- **Short problem**: Rescale the records below by writing out every line again, including the wording that comes before each answer. Multiply each x and y coordinate in the answers by 0.85, round to the nearest whole number with halves going up, and leave the pictures out of your answer.

- **Pointing entries for labeled objects**:
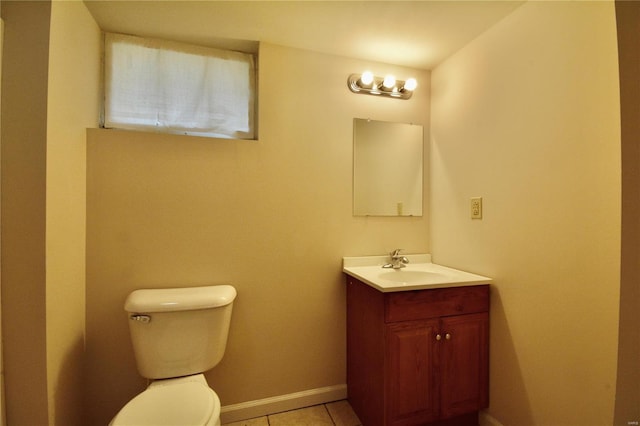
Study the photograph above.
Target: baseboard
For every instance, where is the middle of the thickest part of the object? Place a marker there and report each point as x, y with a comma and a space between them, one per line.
486, 419
278, 404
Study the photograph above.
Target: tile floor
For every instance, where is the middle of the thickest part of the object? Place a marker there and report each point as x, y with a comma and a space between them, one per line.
337, 413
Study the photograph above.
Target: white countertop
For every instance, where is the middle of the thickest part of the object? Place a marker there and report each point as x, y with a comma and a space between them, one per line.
418, 274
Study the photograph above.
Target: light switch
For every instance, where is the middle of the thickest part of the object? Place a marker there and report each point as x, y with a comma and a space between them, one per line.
476, 208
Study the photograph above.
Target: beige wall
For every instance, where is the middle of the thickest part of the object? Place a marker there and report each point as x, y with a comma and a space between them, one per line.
272, 217
24, 137
527, 116
73, 97
49, 97
628, 384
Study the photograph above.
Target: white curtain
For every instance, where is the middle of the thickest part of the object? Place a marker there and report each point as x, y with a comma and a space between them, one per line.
178, 88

- **Response to this task**:
Study the photograph above.
Target: baseboard
For every instance, where is the middle of the thickest part of the object? Place a marker there and report each point as x, y with a comma and a space between them, one per line.
413, 356
236, 343
Study the photograph above.
Target: tile floor
For every instance, where is the middle of the thickest part of the object? Place a marker there and report each point as x, y with a comma and a space between them, one per line.
286, 351
Study the photograph above.
Target: white countertop
For every instance, where is the middle of the thickest part of the object? Place a marker there and report each point as x, y with a comma and a space between them, one per line.
355, 233
Study the photograph above.
Target: light switch
For every instance, where is the middle of the thickest part of the object? Place a marker there and report each point as x, y with a comma and a space between them, one per line.
405, 177
Study the photograph above.
Target: beige wall
For every instance, where is the middle of the thickest part of the object? Place a marker there and report each point as x, y with a comma and a space between them, one per line.
231, 184
20, 116
448, 99
62, 82
42, 82
534, 326
Study the photograph above.
Target: white curtain
For every instance, where is the middle of the thickest part of the object? Place a marker there and report each point as x, y with a comma and a space between them, one per line.
151, 75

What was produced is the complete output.